**WHAT YOU NEED TO DO:**
Rewrite the records below with "white rind" replaced by "orange peel" wherever it occurs, leaving everything else unchanged.

Labeled area outline items
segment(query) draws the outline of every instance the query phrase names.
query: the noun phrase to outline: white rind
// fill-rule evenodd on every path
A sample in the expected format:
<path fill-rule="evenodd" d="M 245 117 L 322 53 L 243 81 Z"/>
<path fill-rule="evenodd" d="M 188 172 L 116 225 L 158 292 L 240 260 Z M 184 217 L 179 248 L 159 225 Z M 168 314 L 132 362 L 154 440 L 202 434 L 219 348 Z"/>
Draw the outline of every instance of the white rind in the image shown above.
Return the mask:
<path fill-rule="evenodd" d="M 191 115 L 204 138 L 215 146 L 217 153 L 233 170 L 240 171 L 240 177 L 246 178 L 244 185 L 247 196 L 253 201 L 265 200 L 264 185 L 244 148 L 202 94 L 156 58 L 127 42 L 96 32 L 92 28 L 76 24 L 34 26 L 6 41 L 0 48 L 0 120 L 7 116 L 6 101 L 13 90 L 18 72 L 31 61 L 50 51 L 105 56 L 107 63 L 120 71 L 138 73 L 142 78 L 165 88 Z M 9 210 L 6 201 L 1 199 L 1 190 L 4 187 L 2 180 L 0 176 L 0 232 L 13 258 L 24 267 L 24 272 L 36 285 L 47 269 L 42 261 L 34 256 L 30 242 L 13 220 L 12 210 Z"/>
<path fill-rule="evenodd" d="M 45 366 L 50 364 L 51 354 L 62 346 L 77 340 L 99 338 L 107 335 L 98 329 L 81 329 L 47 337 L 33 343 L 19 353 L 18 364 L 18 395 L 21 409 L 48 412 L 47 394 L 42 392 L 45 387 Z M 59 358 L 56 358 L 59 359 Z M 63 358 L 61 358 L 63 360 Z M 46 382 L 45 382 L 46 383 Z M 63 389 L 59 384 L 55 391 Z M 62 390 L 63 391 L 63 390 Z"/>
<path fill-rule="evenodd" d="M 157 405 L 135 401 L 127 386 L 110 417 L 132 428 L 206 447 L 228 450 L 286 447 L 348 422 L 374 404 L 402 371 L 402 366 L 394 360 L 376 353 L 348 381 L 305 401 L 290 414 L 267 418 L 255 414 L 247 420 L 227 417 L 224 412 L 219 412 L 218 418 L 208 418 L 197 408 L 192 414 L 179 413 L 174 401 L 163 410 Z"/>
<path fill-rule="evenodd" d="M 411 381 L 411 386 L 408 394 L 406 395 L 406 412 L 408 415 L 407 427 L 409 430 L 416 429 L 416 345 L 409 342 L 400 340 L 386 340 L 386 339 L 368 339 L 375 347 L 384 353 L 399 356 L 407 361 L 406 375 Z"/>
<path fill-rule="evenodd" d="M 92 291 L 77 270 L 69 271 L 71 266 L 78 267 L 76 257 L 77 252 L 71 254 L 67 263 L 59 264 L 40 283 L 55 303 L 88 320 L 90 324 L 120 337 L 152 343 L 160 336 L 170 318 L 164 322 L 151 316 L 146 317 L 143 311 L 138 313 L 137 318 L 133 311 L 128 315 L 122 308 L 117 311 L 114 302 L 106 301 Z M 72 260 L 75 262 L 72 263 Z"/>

**WRITTEN SOLUTION:**
segment(query) draws the outline of every instance the query phrase names.
query: the noun phrase to outline: orange peel
// fill-rule evenodd on every path
A sample in the expected format:
<path fill-rule="evenodd" d="M 245 117 L 322 53 L 243 81 Z"/>
<path fill-rule="evenodd" d="M 188 172 L 116 225 L 158 292 L 240 260 Z M 184 217 L 179 248 L 159 225 Z M 168 314 L 132 362 L 154 440 L 202 434 L 219 348 Z"/>
Draw the outline of every instance of the orange peel in the image shown above.
Return the mask:
<path fill-rule="evenodd" d="M 191 115 L 204 138 L 215 146 L 217 153 L 233 170 L 240 171 L 240 177 L 246 178 L 244 185 L 247 196 L 253 201 L 265 200 L 264 185 L 244 148 L 202 94 L 156 58 L 127 42 L 96 32 L 92 28 L 76 24 L 34 26 L 6 41 L 0 48 L 0 120 L 7 116 L 6 101 L 13 90 L 18 72 L 31 61 L 50 51 L 105 56 L 107 63 L 120 71 L 138 73 L 142 78 L 165 88 Z M 9 210 L 6 201 L 1 199 L 1 190 L 4 187 L 2 180 L 0 176 L 0 232 L 13 258 L 24 267 L 24 272 L 36 285 L 47 269 L 42 261 L 34 256 L 30 242 L 13 220 L 12 210 Z"/>
<path fill-rule="evenodd" d="M 45 366 L 50 364 L 51 354 L 62 346 L 77 340 L 99 338 L 107 335 L 98 329 L 81 329 L 47 337 L 33 343 L 19 353 L 18 364 L 18 395 L 21 409 L 48 412 L 47 394 L 42 392 L 45 387 Z M 59 358 L 56 358 L 59 359 Z M 63 358 L 61 358 L 63 360 Z M 46 382 L 45 382 L 46 383 Z M 63 389 L 59 384 L 55 391 Z M 62 390 L 63 391 L 63 390 Z"/>
<path fill-rule="evenodd" d="M 157 405 L 135 401 L 127 386 L 110 417 L 132 428 L 206 447 L 228 450 L 286 447 L 348 422 L 374 404 L 402 371 L 402 366 L 394 360 L 376 353 L 348 381 L 305 401 L 290 414 L 267 418 L 255 414 L 247 420 L 227 417 L 224 412 L 219 412 L 218 418 L 208 418 L 197 408 L 192 414 L 179 413 L 174 401 L 163 410 Z"/>
<path fill-rule="evenodd" d="M 411 381 L 411 386 L 408 394 L 406 395 L 406 412 L 408 415 L 407 427 L 409 430 L 416 429 L 416 345 L 409 342 L 400 340 L 386 340 L 386 339 L 368 339 L 375 347 L 384 353 L 399 356 L 407 361 L 406 375 Z"/>
<path fill-rule="evenodd" d="M 92 291 L 77 270 L 69 271 L 71 266 L 78 267 L 76 257 L 77 252 L 71 254 L 67 263 L 59 264 L 40 283 L 55 303 L 88 320 L 90 324 L 120 337 L 152 343 L 160 336 L 170 318 L 164 322 L 151 316 L 146 317 L 143 311 L 138 313 L 137 318 L 133 311 L 128 315 L 122 308 L 117 311 L 114 302 L 106 301 Z M 72 260 L 75 262 L 72 263 Z"/>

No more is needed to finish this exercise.